▸ STATED EXERCISE:
Reproduce every record below exactly as written, leaving out any pictures.

▸ TASK MATERIAL:

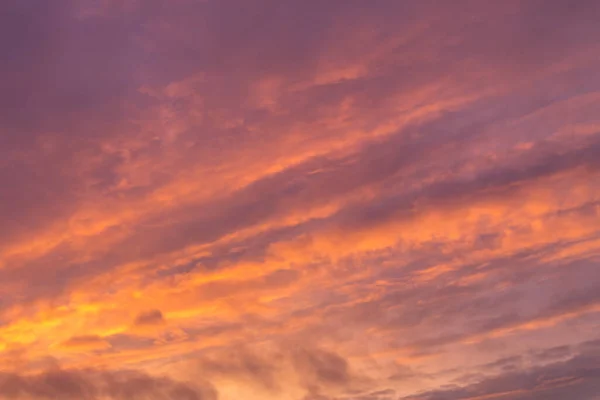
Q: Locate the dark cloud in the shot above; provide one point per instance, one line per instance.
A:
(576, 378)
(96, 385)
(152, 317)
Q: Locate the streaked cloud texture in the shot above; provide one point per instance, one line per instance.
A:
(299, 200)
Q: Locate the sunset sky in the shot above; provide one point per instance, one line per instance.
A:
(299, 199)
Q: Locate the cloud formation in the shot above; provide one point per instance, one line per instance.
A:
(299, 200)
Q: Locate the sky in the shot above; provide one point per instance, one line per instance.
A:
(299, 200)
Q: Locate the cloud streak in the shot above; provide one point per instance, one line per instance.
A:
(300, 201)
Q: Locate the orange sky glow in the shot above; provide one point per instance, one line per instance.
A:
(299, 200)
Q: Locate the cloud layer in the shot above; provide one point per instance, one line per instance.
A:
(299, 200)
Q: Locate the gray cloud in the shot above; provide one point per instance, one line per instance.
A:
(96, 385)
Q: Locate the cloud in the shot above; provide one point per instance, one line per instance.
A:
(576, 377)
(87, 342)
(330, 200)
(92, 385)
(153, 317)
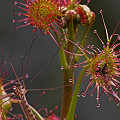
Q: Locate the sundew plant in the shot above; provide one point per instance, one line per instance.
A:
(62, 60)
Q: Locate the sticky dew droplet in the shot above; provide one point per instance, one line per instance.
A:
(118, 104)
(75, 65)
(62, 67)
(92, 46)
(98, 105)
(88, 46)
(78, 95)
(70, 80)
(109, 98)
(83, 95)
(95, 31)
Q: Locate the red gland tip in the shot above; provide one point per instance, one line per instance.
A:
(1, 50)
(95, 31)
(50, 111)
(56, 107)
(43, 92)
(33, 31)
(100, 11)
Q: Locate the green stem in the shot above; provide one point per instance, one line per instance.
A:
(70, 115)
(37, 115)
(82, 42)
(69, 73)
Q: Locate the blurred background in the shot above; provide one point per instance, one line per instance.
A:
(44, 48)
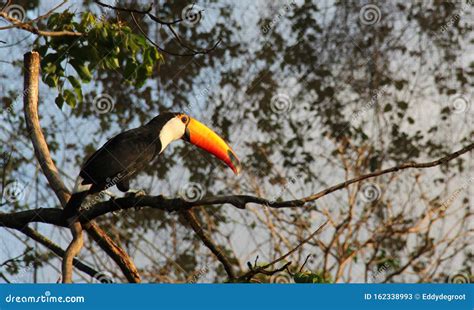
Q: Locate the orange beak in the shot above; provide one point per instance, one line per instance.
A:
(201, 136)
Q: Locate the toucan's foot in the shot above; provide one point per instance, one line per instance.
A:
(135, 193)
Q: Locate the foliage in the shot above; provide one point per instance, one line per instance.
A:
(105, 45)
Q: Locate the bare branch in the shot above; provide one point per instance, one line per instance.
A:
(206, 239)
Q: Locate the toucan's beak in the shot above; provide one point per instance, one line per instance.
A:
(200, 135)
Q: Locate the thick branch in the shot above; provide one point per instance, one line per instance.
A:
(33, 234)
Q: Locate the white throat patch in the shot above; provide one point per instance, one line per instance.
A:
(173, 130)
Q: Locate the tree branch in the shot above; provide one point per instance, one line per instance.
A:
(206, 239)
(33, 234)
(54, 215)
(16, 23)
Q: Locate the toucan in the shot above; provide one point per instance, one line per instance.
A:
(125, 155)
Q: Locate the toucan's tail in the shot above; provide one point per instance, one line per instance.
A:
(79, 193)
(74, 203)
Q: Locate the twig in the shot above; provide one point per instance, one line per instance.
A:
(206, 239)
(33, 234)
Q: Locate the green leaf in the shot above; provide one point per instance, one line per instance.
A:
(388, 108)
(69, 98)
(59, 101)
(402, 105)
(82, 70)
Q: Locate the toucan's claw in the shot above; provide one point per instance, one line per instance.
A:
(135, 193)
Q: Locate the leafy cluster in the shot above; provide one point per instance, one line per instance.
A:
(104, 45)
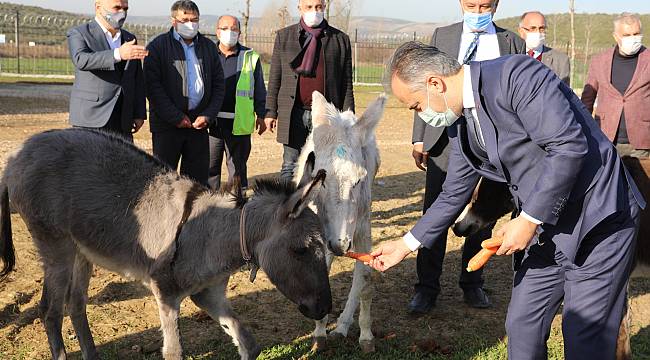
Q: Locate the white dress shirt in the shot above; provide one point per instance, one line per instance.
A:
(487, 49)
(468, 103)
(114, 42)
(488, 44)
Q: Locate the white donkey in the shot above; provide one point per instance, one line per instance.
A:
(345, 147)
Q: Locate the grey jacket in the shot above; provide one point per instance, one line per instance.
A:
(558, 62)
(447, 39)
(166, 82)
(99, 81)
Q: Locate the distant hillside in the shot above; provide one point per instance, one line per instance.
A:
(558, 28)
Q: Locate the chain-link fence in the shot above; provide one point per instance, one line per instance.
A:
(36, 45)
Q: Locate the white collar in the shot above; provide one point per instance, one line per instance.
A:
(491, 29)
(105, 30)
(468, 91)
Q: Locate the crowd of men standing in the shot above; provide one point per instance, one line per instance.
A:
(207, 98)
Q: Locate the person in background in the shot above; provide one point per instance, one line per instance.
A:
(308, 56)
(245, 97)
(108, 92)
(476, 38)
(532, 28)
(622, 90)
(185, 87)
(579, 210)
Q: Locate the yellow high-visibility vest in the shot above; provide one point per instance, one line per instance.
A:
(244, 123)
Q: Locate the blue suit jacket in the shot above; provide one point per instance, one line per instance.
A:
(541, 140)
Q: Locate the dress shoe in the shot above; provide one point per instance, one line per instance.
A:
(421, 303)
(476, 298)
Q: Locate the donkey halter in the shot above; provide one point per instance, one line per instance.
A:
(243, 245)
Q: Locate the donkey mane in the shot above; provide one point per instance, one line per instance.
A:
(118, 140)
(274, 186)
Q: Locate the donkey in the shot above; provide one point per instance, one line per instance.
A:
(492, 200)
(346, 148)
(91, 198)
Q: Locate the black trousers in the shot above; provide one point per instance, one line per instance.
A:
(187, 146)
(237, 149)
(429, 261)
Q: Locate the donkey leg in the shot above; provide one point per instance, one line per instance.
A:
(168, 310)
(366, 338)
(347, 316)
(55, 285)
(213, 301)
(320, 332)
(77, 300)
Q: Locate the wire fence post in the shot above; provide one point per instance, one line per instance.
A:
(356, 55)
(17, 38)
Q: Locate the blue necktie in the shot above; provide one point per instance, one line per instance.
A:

▸ FULL RESPONSE:
Q: Locate the dark cloud in the shot above; provide one point per instance, one line per instance.
A:
(576, 378)
(96, 385)
(152, 317)
Q: Locate the streaked cloud texture in the shot above; provide one point per instance, one line per instance.
A:
(299, 200)
Q: Locate the sunset sky in the shot above; provide one point per instance, one line per instance.
A:
(299, 199)
Q: Locate the cloud formation in the shot above; provide one point per instance, one line per instance.
A:
(299, 200)
Q: Locate the sky in the shot above; provide one point per instance, one line per instance.
A:
(299, 200)
Q: Locate the cloud streak in the shot above; provide one point per instance, one line per instance.
A:
(300, 201)
Q: Locate the orange sky glow in the shot above; provide one point per instance, one line per instance.
A:
(299, 200)
Q: Locate the cloud layer in the shot above; provide one point per instance, one line per instance.
A:
(299, 200)
Q: Locate the gray cloud in the shot above; provide one point per instance, one line per instance.
A:
(96, 385)
Q: Locate the cloud in the shot above; provide one point per instance, one line per instance.
A:
(576, 377)
(87, 342)
(330, 200)
(92, 385)
(153, 317)
Q: Locate the sundew plant in the shot above; provide one point per instance, one line per instance.
A:
(62, 60)
Q: Locate the sticky dew droplet in the shot above; provide one point per instance, one line per instance.
A:
(118, 104)
(75, 65)
(62, 67)
(92, 46)
(98, 105)
(88, 46)
(78, 95)
(70, 80)
(109, 98)
(83, 95)
(95, 31)
Q: Locate the red gland tip in the shot above; provide one point per instance, one line per instance.
A:
(1, 50)
(95, 31)
(50, 111)
(56, 107)
(43, 92)
(33, 31)
(100, 11)
Q: Locate the green stem in the shot above; provide one point per instance, one line per instance.
A:
(70, 115)
(37, 115)
(82, 42)
(69, 73)
Q: Locate the blurred background in the shot above; provide one point per instance, one line per instance.
A:
(44, 48)
Q: Locate the orange beak in the shot above; provide one point per instance, one line per instance.
A:
(201, 136)
Q: Locate the toucan's foot in the shot above; provide one point per instance, one line per instance.
A:
(135, 193)
Q: Locate the foliage in the shot above; provide one point per instance, one line per instance.
A:
(105, 45)
Q: Locate the bare branch in the shot above; provide one point per instance, one line per instance.
A:
(206, 239)
Q: Locate the toucan's beak in the shot above; provide one point per instance, one line per instance.
A:
(200, 135)
Q: Locate the thick branch in the shot above; provide one point per instance, one line per instance.
A:
(33, 234)
Q: Locate the white throat patch in the shot above; provide one point per instance, one line per instance.
A:
(173, 130)
Q: Locate the tree branch in the shot above; provide one point per instance, one line per instance.
A:
(206, 239)
(33, 234)
(54, 215)
(16, 23)
Q: Locate the toucan in the shot above; provide one point per instance, one line per instance.
A:
(125, 155)
Q: Locate the toucan's tail in the shot above; provide one point per instance, one line per instance.
A:
(79, 193)
(74, 203)
Q: Locate the twig in the shot above; provide one point per instance, one line per instance.
A:
(206, 239)
(33, 234)
Q: Locate the green leaf in the shot above; provide one point per instance, one line per instance.
A:
(388, 108)
(69, 98)
(59, 101)
(402, 105)
(82, 70)
Q: Locate the toucan's claw in the shot above; provide one point per instance, one line per instance.
A:
(135, 193)
Q: Locate the leafy cluster in the shot above; provide one point per instance, one line per instance.
A:
(104, 45)
Q: Locate the white dress shirt in the shot above; provide one point per instance, one line per instance.
A:
(487, 49)
(468, 103)
(114, 42)
(488, 44)
Q: Locate the white donkey in the shot above; provide one point per instance, one line per instance.
A:
(345, 147)
Q: Locate the grey jacket in the shot above; provide one point per instance, one line per instance.
A:
(558, 62)
(447, 39)
(166, 82)
(99, 81)
Q: Locate the distant hillside in the shot above; provide one point per instance, one line per instance.
A:
(558, 28)
Q: Locate the chain-link fence in the shot above; provide one point per instance, one line per instance.
A:
(36, 45)
Q: Locate the white collar in the shot above; provide one point per instance, one line per instance.
A:
(491, 29)
(105, 30)
(468, 91)
Q: Locate the crowd of men standing in the shot above; provide one point per instance, one line per instance.
A:
(207, 98)
Q: Locate the person in background in the shot above; provide one point per instance, one line per instance.
A:
(308, 56)
(245, 97)
(108, 92)
(476, 38)
(532, 28)
(622, 90)
(185, 87)
(579, 210)
Q: Locate the yellow high-visibility vest in the shot above; provide one point per instance, one line per instance.
A:
(244, 123)
Q: Locate the blue suit jacket in the shot above; provide one point per instance, one line per instance.
A:
(541, 140)
Q: Locate the dress shoe in the shot above; provide one point per instance, one line per instance.
A:
(421, 303)
(476, 298)
Q: Locate the donkey halter in the shot above; provide one point per instance, one line per instance.
A:
(243, 245)
Q: Locate the donkey mane in the shot above; provide one point per instance, one line per instance.
A:
(118, 140)
(274, 186)
Q: Locate the donkey in the shot above; provide one point per instance, one line per instance.
A:
(492, 200)
(346, 148)
(91, 198)
Q: Locate the black trousers in the shot above; provide one point per instance, one line per instance.
A:
(187, 146)
(237, 149)
(429, 261)
Q: Locate the donkey leg in the shot above; provide one point per instance, one line per instance.
A:
(168, 310)
(366, 338)
(347, 316)
(55, 285)
(213, 301)
(320, 332)
(77, 300)
Q: Locate the wire fence post in the shot above; provide one point per instance, one line per instance.
A:
(356, 55)
(17, 38)
Q: Locate the blue necktie in the shot above; provide one point per instance, one line per instance.
A:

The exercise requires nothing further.